_INFORMATION SHOWN_:
........
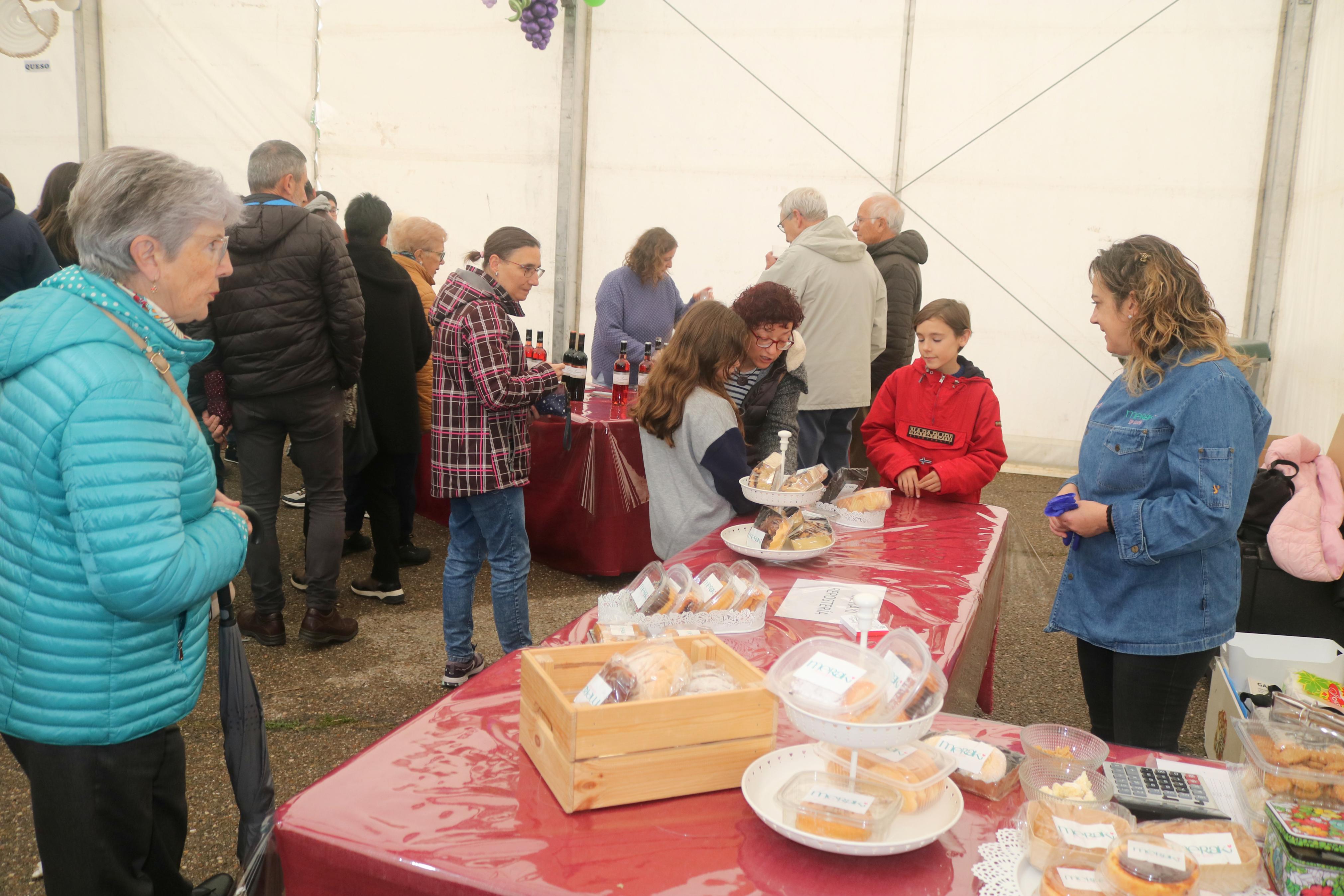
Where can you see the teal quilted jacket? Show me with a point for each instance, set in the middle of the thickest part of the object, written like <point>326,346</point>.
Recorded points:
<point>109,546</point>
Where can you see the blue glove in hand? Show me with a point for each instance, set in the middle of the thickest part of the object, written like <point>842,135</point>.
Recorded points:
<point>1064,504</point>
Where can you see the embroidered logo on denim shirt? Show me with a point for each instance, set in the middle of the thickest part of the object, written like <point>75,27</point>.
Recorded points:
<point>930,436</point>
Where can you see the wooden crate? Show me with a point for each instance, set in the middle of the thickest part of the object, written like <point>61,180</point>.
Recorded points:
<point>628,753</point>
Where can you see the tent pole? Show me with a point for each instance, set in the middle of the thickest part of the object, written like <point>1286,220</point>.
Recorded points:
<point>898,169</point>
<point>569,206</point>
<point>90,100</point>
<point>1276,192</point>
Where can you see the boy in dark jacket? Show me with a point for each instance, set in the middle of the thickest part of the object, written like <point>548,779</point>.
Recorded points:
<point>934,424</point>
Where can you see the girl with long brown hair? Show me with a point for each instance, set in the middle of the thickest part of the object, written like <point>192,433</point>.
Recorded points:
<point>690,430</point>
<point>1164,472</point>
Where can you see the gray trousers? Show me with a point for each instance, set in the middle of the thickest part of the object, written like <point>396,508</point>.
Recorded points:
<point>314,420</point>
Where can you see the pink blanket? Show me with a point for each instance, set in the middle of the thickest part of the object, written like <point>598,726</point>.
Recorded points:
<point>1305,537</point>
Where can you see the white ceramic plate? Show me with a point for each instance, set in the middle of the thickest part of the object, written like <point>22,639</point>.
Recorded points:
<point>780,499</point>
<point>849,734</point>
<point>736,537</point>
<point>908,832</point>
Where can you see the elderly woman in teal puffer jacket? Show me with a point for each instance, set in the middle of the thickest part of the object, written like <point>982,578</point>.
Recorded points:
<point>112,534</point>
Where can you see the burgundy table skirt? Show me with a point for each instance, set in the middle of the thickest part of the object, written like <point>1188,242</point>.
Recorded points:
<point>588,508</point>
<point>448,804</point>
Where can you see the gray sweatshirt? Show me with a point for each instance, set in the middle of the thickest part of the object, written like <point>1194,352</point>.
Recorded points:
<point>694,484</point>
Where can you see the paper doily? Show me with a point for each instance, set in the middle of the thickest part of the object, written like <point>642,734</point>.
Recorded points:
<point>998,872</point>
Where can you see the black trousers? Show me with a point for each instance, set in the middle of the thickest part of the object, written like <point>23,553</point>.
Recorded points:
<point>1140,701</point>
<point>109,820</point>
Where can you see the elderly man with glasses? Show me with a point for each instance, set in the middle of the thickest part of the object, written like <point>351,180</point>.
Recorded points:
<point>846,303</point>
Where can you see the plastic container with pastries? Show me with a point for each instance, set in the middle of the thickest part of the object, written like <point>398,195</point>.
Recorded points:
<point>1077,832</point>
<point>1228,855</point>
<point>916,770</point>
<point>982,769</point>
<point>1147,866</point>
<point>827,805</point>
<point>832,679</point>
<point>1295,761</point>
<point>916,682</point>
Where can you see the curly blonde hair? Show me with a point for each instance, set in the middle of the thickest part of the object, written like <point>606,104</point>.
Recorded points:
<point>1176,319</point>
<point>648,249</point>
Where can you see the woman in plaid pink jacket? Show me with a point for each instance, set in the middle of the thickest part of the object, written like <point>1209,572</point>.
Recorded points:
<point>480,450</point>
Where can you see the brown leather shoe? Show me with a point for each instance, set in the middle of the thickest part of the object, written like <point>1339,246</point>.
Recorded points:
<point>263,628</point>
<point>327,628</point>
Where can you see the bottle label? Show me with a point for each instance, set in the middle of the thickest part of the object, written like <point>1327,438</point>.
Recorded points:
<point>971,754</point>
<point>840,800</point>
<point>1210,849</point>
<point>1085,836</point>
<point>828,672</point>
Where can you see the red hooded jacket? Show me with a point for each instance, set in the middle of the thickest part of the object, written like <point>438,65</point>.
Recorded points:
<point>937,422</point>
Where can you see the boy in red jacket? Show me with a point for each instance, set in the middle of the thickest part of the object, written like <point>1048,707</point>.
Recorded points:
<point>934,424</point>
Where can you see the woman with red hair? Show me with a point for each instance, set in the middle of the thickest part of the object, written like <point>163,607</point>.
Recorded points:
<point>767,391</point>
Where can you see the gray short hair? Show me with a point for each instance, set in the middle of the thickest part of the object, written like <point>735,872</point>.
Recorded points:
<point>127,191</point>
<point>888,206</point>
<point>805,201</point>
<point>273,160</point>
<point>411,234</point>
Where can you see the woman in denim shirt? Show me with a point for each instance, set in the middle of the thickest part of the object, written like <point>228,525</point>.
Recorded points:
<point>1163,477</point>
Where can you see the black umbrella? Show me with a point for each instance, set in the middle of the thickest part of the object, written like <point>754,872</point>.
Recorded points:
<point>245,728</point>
........
_YOUR OBJECTIVE_: Copy every line of the material, from the line containing "Where can you see the woman in denim" through the end of the material, inclusive, and shift each coordinate in the recorded points up by 132. Leave every other number unchanged.

_SOLUTION TO THIS PROBLEM_:
Where can you see the woman in denim shirt? Show me with a point for each instance, set in the middle of the thickest part of the object, written like <point>228,525</point>.
Recorded points:
<point>1295,609</point>
Where can you see the black umbrella? Show me with a point for each instance, set in the middle of the thickest part of the object, written like <point>754,872</point>.
Recorded points:
<point>377,860</point>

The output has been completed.